Records provided
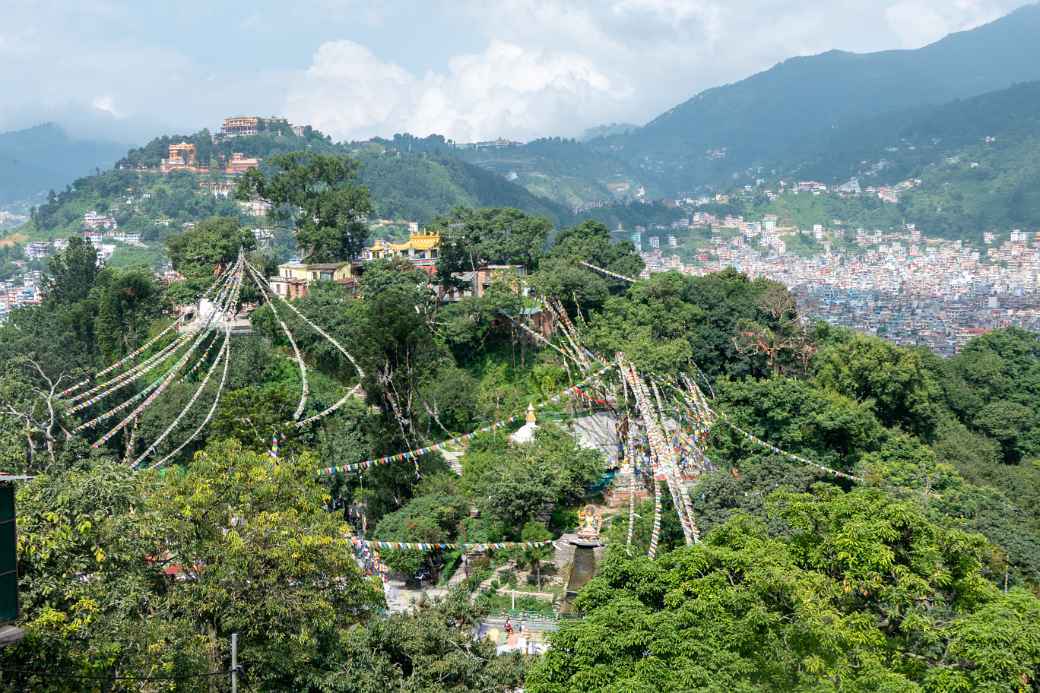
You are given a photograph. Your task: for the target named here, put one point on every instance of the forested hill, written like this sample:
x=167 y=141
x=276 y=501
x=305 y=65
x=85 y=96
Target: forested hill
x=44 y=157
x=783 y=113
x=406 y=182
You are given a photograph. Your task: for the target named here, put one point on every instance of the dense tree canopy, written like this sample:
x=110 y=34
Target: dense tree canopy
x=473 y=238
x=853 y=591
x=915 y=568
x=320 y=196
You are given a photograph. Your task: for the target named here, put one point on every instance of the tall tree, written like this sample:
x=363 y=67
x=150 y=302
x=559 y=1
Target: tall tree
x=320 y=196
x=203 y=250
x=72 y=273
x=562 y=275
x=472 y=238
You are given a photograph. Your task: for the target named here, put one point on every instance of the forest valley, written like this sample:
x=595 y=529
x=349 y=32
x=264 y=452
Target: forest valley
x=864 y=516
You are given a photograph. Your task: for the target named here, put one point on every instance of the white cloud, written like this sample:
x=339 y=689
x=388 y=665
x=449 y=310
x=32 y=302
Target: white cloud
x=919 y=22
x=505 y=91
x=105 y=104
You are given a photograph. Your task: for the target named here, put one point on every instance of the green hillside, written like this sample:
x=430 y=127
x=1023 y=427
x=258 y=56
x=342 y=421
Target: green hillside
x=784 y=113
x=44 y=157
x=563 y=170
x=416 y=186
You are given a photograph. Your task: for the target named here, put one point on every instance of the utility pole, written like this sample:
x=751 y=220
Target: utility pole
x=234 y=663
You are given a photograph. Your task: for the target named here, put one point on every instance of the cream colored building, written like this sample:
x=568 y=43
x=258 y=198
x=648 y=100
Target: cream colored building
x=294 y=279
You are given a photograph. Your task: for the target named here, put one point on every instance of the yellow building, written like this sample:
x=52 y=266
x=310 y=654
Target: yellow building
x=294 y=279
x=421 y=249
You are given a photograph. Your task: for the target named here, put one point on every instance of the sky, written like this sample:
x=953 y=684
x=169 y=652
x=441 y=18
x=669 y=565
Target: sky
x=467 y=69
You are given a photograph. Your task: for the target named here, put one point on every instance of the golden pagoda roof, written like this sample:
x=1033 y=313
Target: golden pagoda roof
x=419 y=241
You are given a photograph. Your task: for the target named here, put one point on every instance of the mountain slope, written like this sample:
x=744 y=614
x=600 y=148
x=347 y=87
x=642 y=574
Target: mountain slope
x=784 y=112
x=562 y=170
x=44 y=157
x=894 y=146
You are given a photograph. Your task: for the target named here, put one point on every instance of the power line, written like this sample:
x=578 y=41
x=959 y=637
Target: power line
x=80 y=676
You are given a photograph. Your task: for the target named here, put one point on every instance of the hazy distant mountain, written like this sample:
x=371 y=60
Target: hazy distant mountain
x=606 y=130
x=44 y=157
x=783 y=114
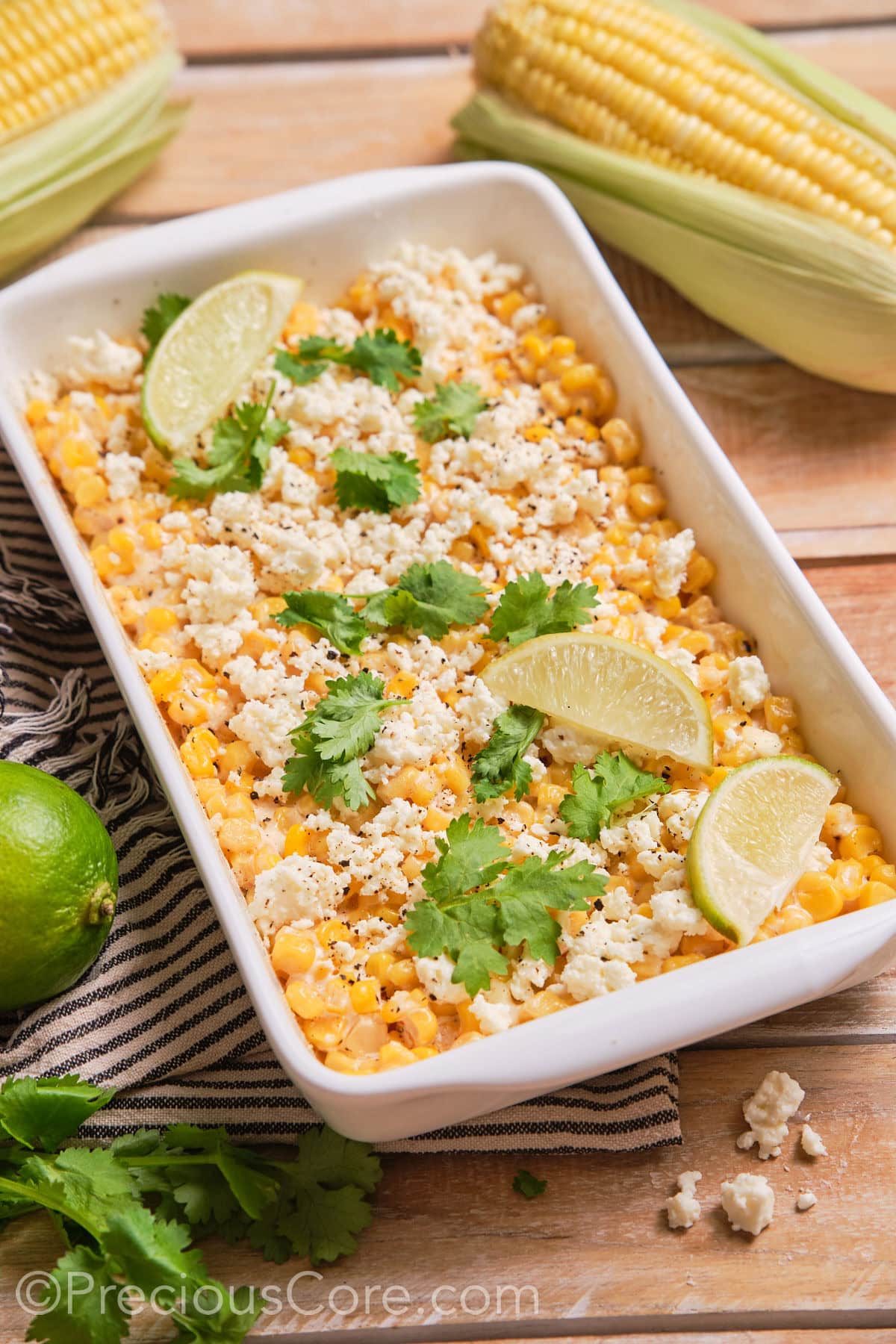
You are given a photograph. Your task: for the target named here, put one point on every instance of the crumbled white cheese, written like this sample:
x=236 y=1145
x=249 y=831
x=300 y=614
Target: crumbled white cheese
x=100 y=359
x=768 y=1110
x=494 y=1014
x=671 y=564
x=748 y=1202
x=812 y=1142
x=122 y=472
x=435 y=974
x=748 y=683
x=296 y=890
x=682 y=1209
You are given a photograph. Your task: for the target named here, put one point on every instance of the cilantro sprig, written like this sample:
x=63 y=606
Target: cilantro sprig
x=613 y=781
x=375 y=482
x=500 y=766
x=160 y=316
x=430 y=598
x=527 y=1184
x=334 y=737
x=450 y=413
x=129 y=1213
x=527 y=609
x=240 y=453
x=381 y=355
x=331 y=613
x=477 y=902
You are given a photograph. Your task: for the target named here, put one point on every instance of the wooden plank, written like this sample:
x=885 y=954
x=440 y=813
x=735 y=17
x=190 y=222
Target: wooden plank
x=223 y=28
x=595 y=1250
x=813 y=453
x=724 y=1337
x=262 y=128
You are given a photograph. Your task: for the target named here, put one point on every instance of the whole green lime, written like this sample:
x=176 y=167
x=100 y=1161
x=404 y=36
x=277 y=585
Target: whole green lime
x=58 y=885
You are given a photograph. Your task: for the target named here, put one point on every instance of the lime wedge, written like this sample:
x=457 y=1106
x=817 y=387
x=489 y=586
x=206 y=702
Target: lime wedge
x=615 y=690
x=753 y=840
x=207 y=354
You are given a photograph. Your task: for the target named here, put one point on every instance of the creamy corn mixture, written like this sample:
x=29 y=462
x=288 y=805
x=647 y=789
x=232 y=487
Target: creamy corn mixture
x=550 y=482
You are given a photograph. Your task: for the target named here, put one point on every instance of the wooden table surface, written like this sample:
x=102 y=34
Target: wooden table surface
x=287 y=92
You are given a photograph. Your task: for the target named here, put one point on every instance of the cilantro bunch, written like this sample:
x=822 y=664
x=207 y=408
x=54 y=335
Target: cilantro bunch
x=382 y=356
x=428 y=597
x=477 y=902
x=450 y=411
x=128 y=1213
x=528 y=609
x=240 y=453
x=612 y=783
x=334 y=737
x=160 y=316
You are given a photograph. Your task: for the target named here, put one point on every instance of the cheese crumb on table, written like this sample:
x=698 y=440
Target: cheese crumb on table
x=682 y=1209
x=768 y=1110
x=812 y=1142
x=748 y=1202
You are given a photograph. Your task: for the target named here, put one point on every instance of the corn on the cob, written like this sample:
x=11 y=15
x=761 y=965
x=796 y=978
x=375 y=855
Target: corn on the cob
x=677 y=122
x=55 y=57
x=82 y=112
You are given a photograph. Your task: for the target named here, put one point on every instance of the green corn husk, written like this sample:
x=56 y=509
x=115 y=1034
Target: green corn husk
x=35 y=222
x=801 y=285
x=57 y=176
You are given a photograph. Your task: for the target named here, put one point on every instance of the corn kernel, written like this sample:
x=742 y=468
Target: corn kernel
x=394 y=1055
x=402 y=974
x=235 y=836
x=296 y=841
x=334 y=930
x=875 y=894
x=364 y=995
x=90 y=491
x=401 y=685
x=293 y=953
x=326 y=1033
x=820 y=895
x=160 y=618
x=860 y=843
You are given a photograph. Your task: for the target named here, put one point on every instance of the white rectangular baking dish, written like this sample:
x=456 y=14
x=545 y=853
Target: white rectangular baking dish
x=328 y=233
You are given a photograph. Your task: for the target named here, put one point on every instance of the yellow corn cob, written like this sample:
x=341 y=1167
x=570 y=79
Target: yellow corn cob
x=54 y=57
x=759 y=186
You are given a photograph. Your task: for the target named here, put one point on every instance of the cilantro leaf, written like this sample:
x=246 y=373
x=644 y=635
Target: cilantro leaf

Problem statement
Filter the entries and copy out every line with the word "leaf".

Result of this task
You are given a photograph. Your task: for the target named here, put one point on every instance of the cilantro leaf, written like this sample:
Target: cilantro leaf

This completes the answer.